▸ Given information:
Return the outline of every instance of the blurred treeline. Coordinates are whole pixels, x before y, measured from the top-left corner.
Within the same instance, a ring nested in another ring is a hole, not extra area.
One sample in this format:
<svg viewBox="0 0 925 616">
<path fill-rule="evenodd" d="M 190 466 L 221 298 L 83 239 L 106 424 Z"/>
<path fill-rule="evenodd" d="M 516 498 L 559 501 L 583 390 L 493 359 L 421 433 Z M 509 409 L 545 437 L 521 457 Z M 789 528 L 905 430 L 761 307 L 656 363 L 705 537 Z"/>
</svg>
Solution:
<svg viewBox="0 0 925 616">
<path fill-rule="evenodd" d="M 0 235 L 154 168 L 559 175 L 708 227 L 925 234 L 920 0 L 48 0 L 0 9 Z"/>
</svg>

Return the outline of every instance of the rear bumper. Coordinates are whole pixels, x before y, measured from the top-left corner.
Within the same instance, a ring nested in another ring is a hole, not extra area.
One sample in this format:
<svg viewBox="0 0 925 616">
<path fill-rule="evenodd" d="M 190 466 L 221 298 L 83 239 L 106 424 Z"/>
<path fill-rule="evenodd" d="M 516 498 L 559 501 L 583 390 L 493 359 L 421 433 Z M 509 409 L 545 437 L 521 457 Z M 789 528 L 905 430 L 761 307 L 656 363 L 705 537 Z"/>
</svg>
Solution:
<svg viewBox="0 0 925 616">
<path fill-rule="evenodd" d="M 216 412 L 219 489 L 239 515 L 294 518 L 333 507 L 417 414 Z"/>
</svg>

▸ Short exercise: Reproduce every line above verbatim, without changing a single character.

▸ Result for this task:
Return the outline of every instance of the blurred treeline. Coordinates are whole pixels, x before y, measured from the top-left corner.
Within the same instance, a ring nested in another ring is a hole, not extra area.
One sample in this format:
<svg viewBox="0 0 925 616">
<path fill-rule="evenodd" d="M 190 466 L 221 298 L 83 239 L 106 424 Z"/>
<path fill-rule="evenodd" d="M 516 498 L 559 501 L 583 390 L 493 359 L 421 433 Z M 509 409 L 545 437 L 521 457 Z M 789 528 L 905 430 L 761 307 L 656 363 L 705 537 Z"/>
</svg>
Solution:
<svg viewBox="0 0 925 616">
<path fill-rule="evenodd" d="M 0 235 L 154 168 L 559 175 L 708 227 L 925 234 L 920 0 L 48 0 L 0 9 Z"/>
</svg>

Return the outline of every instance of the rear bumper. Coordinates are whole pixels, x before y, measured from the top-left corner.
Within the same instance, a ring nested in another ring is a hole, not extra area.
One sample in this format:
<svg viewBox="0 0 925 616">
<path fill-rule="evenodd" d="M 190 466 L 221 298 L 83 239 L 106 424 Z"/>
<path fill-rule="evenodd" d="M 516 498 L 559 501 L 583 390 L 493 359 L 421 433 Z M 509 409 L 545 437 L 521 457 Z M 789 528 L 905 430 L 761 307 L 656 363 L 705 537 Z"/>
</svg>
Solution:
<svg viewBox="0 0 925 616">
<path fill-rule="evenodd" d="M 216 412 L 219 489 L 239 515 L 294 518 L 333 507 L 417 414 Z"/>
</svg>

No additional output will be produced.